Consigna A - Enumera todos los lugares que nombra la oración del fragmento de página que comienza con «Estábamos en».
━━━ Fragmento de página ━━━
Abuelo caminaba encorvado y simpre me ha recordado al padre Merrin de “El Exocista”. Era, bueno es, alto, como 1.80 metros, y siempre trae una barba blanca desde la que puedo ver sus ojos, igual a los de padre, igual a los mi hijo, igual a lo mejor a los míos. Son tristes por lo tanto, como los del niño aquel del cuento, “como pidiendo perdón”.
Usa todavía una cotorina roja que compró en San Pablo, Tlaxcala, cuando su hijo fue a vivir con la familia que apenas había formado.
Ahora que lo veo en estos días de intenso frío y me tunde una tos igua a la que acostumbraba sorprenderlo en las mañanas, empiezo a comprender que los caminos se tejen con una exactitud que espanta por momentos, pero que finalmente alegra, al ver de nueva cuenta el sendero del Sabino por donde iba a pie de San Migue hasta Aljojuca, sólo para desayunar con su hija.
En él, me lo cuenta, iba padre, íbamos todos, y por eso conocemos con tanta exactiud un paisaje que rara vez recorrimos arrancados del pueblo apenas a los tres años. Estábamos en la iglesia pequeña que siempre cuida el Sabino de Caspacio, en el cementerio que se atraviesa junto a la arena negra, en las bancas del parque, en la cárcel de Régulo el loco.
Supo, me dijo, distinguir claramente que la vida sirve cuando se tienen recuerdos, amargos o bellos, pero recuerdos. Porque cuando se está a punto de morir, cuando la nada con su negrura espantosa amenaza con decir la última palabra, los recuerdos salvan y hacen luz, hacen de nuevo las realidades que llamamos, pero que nos alejan de la oscuridad total.
Abuelo lo supo siempre, igual que padre, igual que tíos y tías.
Por eso el tapanco se iluminaba si que nadie chistara, sin que se pelaran tamaños ojos, porque sabían y bien que lo saben, que había sido designado creador único en todo San Miguel para inventar ilusiones.
Ahora que recuerdo nadie lloró esa vez que nos enteramos se había perdido, aunque sí los vi con dudas. Estaban seguros que regresaría, pero al mes, a los dos mes, a los tres, no pocos empezaron a perder las esperanzas y con ello las ilusiones.
━━━ Filas del conjunto ━━━
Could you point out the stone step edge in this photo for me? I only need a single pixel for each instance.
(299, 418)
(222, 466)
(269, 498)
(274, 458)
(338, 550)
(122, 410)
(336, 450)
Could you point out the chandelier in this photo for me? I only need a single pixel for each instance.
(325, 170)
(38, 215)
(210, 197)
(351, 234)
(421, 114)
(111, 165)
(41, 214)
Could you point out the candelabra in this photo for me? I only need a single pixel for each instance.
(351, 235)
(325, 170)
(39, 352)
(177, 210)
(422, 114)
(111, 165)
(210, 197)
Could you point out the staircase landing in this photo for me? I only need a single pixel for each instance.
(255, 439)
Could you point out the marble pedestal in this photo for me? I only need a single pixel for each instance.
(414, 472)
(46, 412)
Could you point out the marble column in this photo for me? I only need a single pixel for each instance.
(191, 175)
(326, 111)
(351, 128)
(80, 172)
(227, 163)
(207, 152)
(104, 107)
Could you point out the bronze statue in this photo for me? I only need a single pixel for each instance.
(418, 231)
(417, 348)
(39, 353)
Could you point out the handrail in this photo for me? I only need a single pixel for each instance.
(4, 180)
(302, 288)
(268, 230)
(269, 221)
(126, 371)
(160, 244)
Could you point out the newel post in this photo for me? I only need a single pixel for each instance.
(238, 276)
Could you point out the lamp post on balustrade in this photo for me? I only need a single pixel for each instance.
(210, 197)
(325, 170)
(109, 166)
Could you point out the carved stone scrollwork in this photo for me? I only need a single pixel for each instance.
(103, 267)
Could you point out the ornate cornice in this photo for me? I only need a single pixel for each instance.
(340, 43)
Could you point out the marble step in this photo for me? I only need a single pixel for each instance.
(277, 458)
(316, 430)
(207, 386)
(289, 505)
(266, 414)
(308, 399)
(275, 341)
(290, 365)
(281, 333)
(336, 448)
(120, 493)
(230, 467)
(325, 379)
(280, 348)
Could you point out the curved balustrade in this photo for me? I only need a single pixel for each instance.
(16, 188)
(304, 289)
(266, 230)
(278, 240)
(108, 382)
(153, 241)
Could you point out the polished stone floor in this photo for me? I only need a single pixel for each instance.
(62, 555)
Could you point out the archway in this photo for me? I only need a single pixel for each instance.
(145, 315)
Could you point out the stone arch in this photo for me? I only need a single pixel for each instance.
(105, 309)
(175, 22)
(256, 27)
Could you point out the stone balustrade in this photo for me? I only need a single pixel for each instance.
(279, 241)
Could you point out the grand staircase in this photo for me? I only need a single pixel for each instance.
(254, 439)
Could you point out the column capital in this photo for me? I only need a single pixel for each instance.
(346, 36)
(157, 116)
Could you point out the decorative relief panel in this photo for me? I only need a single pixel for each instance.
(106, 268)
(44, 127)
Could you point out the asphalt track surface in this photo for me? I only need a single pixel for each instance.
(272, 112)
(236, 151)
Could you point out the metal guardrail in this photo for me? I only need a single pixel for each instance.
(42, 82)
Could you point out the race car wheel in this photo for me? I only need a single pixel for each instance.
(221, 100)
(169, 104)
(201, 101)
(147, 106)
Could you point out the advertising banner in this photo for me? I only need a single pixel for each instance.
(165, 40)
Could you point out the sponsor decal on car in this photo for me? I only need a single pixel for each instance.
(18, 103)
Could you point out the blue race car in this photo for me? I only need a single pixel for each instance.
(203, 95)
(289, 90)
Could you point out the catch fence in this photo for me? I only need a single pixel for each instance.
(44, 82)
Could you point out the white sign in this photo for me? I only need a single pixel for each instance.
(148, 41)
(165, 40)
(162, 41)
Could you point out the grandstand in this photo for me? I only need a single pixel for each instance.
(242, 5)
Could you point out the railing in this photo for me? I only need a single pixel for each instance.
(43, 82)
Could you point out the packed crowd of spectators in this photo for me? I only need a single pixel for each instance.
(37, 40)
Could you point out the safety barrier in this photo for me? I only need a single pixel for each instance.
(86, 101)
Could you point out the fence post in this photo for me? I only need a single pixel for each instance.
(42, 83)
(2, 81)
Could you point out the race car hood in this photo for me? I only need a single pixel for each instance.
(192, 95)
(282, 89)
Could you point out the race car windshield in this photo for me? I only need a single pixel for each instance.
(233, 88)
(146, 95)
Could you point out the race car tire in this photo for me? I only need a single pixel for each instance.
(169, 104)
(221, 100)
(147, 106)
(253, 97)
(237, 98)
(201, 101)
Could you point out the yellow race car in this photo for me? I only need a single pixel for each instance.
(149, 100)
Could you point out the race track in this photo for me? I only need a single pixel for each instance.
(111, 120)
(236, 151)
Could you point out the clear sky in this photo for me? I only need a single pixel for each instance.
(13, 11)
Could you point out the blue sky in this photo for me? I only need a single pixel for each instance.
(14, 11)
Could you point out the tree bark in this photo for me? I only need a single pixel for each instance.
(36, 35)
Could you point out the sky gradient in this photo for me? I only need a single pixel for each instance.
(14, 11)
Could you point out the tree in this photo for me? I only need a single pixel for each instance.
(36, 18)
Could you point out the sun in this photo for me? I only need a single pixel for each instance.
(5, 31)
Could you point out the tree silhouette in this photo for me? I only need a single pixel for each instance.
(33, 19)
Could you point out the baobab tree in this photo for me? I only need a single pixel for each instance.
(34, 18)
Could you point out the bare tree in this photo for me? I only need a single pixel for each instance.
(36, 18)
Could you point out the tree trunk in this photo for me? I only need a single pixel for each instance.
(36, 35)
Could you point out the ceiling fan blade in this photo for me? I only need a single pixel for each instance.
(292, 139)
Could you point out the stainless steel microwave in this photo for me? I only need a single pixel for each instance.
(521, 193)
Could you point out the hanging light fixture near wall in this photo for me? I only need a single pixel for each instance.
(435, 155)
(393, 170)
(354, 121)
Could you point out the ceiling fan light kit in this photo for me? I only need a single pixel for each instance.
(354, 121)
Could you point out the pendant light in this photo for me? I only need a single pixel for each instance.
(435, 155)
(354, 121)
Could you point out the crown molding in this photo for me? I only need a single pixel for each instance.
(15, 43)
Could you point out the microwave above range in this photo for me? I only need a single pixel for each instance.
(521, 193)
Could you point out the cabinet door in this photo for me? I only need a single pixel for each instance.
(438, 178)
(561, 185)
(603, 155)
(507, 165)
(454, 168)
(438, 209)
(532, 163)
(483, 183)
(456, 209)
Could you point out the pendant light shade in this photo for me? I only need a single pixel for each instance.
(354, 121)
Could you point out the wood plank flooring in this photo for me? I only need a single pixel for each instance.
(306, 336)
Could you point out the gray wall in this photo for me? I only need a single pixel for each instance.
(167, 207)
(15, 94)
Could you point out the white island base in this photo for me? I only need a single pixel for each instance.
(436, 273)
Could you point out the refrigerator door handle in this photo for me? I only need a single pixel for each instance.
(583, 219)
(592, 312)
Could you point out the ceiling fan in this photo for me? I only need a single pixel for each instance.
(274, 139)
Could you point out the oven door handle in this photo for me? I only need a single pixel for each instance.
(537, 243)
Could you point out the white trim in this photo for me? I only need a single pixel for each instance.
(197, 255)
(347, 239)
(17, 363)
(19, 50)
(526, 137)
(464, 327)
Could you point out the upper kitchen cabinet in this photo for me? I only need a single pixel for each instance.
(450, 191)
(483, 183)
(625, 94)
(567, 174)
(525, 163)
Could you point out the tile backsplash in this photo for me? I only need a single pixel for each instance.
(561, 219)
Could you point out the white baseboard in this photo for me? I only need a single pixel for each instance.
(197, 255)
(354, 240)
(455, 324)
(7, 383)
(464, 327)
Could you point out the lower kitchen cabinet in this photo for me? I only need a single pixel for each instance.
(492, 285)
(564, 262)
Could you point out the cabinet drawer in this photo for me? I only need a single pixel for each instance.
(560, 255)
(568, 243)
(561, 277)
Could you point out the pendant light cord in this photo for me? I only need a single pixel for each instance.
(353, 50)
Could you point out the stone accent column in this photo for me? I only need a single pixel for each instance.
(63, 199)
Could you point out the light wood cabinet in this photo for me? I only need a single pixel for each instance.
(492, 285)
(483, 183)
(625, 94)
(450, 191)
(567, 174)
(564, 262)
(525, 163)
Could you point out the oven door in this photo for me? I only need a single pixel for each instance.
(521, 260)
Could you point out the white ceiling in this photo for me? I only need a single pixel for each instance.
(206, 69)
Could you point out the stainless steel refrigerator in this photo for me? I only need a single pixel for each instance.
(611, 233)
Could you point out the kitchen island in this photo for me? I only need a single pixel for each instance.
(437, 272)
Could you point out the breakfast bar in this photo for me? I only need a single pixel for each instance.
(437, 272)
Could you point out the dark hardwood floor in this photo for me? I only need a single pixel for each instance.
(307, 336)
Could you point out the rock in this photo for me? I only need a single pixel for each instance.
━━━
Consigna B - Vuelve a escribir el tramo de las filas que abre con la línea que contiene «Could you point out the kitchen» y llega hasta el final de las filas, ambos extremos incluidos, sin omitir ninguna línea. Aumenta en 73 cada número de las coordenadas.

Resultado A -
- la iglesia pequeña que siempre cuida el Sabino de Caspacio
- el cementerio que se atraviesa junto a la arena negra
- las bancas del parque
- la cárcel de Régulo el loco

Resultado B -
Could you point out the kitchen island in this photo for me? I only need a single pixel for each instance.
(510, 345)
Could you point out the breakfast bar in this photo for me? I only need a single pixel for each instance.
(510, 345)
Could you point out the dark hardwood floor in this photo for me? I only need a single pixel for each instance.
(380, 409)
Could you point out the rock in this photo for me? I only need a single pixel for each instance.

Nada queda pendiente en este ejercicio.